*Your task*
After finding the line with "Shelf-audit task: drop a dot on every instance of the rough" in the entries below, retype exactly each line from there through the line with "Shelf-audit task: drop a dot on every instance of the textured", including that final line.

START Data for analysis

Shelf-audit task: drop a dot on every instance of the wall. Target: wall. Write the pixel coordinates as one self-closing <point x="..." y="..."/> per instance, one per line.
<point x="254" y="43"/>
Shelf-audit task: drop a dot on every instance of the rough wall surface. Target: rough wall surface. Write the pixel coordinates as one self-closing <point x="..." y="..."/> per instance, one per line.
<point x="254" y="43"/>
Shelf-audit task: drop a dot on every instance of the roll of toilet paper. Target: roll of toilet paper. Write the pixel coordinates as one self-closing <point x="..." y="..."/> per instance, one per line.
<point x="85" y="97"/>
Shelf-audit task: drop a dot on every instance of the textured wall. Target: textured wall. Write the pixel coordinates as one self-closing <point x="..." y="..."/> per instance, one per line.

END Data for analysis
START Data for analysis

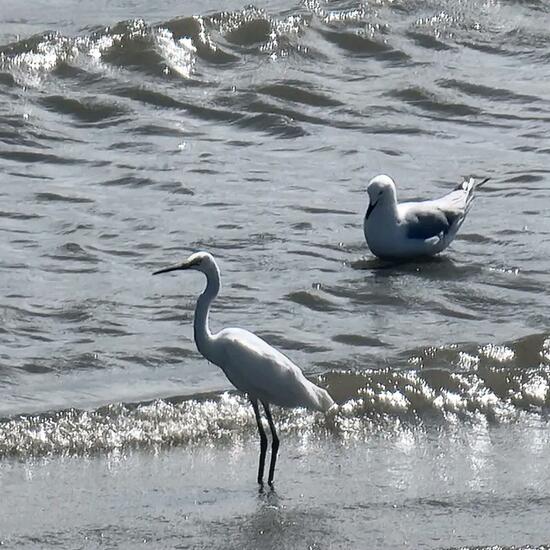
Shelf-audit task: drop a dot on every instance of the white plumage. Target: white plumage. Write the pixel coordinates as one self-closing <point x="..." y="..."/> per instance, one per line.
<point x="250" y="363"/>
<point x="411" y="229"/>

END Data for analysis
START Data for analysis

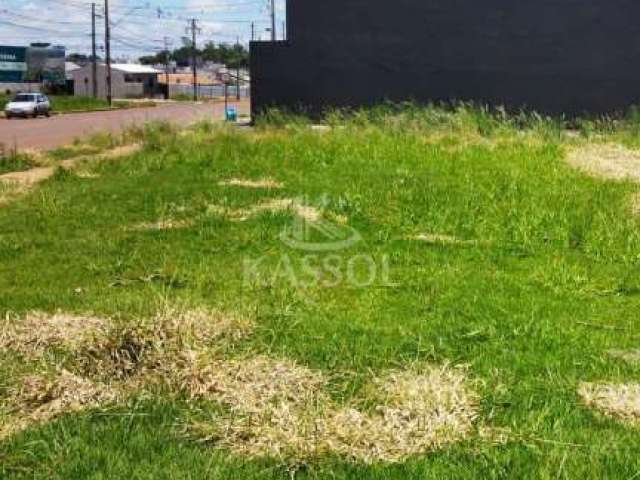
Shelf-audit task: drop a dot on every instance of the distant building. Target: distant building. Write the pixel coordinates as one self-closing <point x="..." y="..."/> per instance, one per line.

END Data for analysis

*Output for this task*
Shelf-audit task: drop a dot on every instance of the rough wall surface. Target: rough wall surface. Write the pixel coordinates as one self-closing <point x="..." y="..."/> per instance, one per line.
<point x="254" y="43"/>
Shelf-audit task: drop a dot on every instance of the roll of toilet paper. Target: roll of toilet paper. Write the pixel coordinates as one self-closing <point x="..." y="..."/> per instance, one per line.
<point x="85" y="97"/>
Shelf-audit task: drop a dot on every instance of the textured wall. Target: textured wall. Write the pixel coordinates as one self-closing <point x="..." y="..."/> per instance, one per line.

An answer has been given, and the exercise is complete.